At all costs you need to stay in the house and throw him out. You've got children. so you've got the right to stay in the house. You've given him plenty of chances to improve himself and he's still being abusive towards you.
Normally I would reply to these posts and try and get people to talk before it's too late, but I feel that your husband is past talking! Have you ever told him how he makes you feel? You sound like he scares you which is why you would rather leave than him. If you feel like this then get the police involved as he is mentally and physically abusing you! 
It's always hard when you've got children, but I would rather be on my own then have a husband like the one you describe above.
Your children want you to be happy and I'm sure they would rather you be happy without their daddy, than miserable with their daddy.
I would fear for your children as well, if he's threatened to hit you then I'd keep him away from the children as well.
Good luck and keep us posted.


----------



## I'mInLoveWithMyHubby (Nov 7, 2011)

Talk to a lawyer to see what your rights are. Serve him with divorce papers. Do not give him everything as he suggests.

No, your marriage is not worth your life. Threatening you with a knife is very very very dangerous behavior! Your husband will not change and his abuse towards you will get worse. You NEED to get out of this marriage!


----------



## Alpha (Feb 18, 2013)

Its time to leave. This man will never have any respect for you. He is abusive, probably physically soon if he starts waving a knife at you, but definitely emotionally abusive. You'll notice that everything will go in a circle--he abuses, apologizes and becomes nice again, the finds a way to hurt you again. It will never stop. 

I bet he is even brainwashing the children to hate you. 

Get out now.


----------



## mattsmom (Apr 2, 2013)

Rania,

Listen to what these good folks are saying. My first husband started out being verbally and emotionally abusive. He cheated, and then came home and accused me of doing the same, even though I'd been at home with our two children. After several months of that, he became physically abusive. I always got make-up gifts, which usually consisted of lingerie. It was sick. Don't go there. Get out before it gets to that point.

Blessings,
Mattsmom


----------



## some_guy_mn (Mar 4, 2013)

There doesn't appear to be any reason to try and preserve a the marriage. There does appear to be plenty of reason to distance you and your kids from him. I'd absolutely get out of the relationship for your kids sake (and yours)!

Pulling a knife, even as a joke, is NOT ok. 

Leave him now!


----------

■ **SUPPLIED DATA**

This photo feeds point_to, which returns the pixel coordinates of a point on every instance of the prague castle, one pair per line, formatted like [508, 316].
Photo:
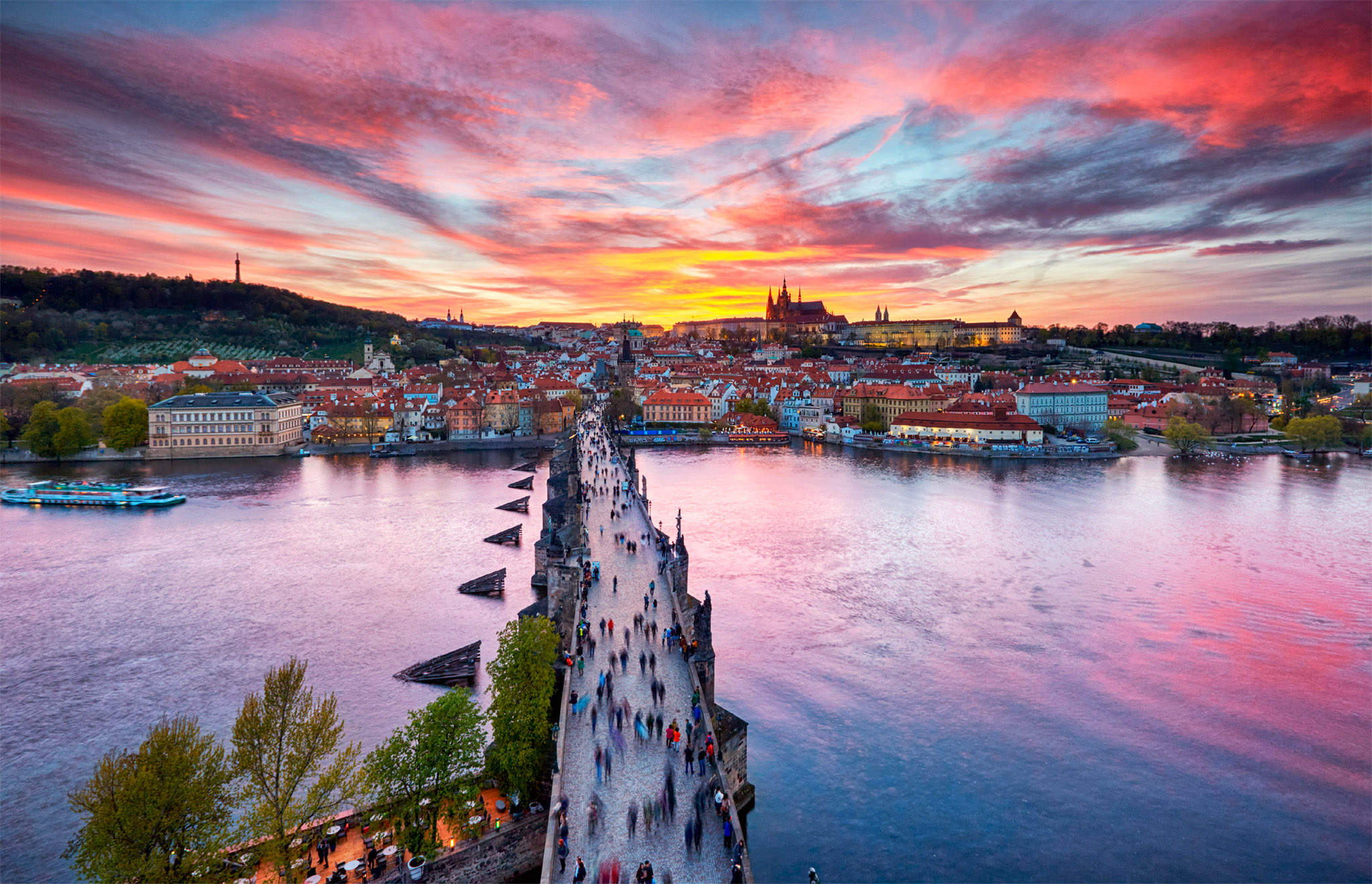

■ **CHALLENGE**
Decide whether each statement below agrees with the forum thread about leaving an abusive husband. Answer yes or no for each, and quote the words of the thread that settle it.
(a) One reply treats pulling a knife as acceptable if it is meant as a joke.
(b) The post signed by Mattsmom says the make-up gifts usually consisted of lingerie.
(c) The post dated Nov 7, 2011 advises giving the husband everything he suggests.

■ **ANSWER IN FULL**
(a) No: "Pulling a knife, even as a joke, is NOT ok."
(b) Yes: "I always got make-up gifts, which usually consisted of lingerie."
(c) No: "Do not give him everything as he suggests."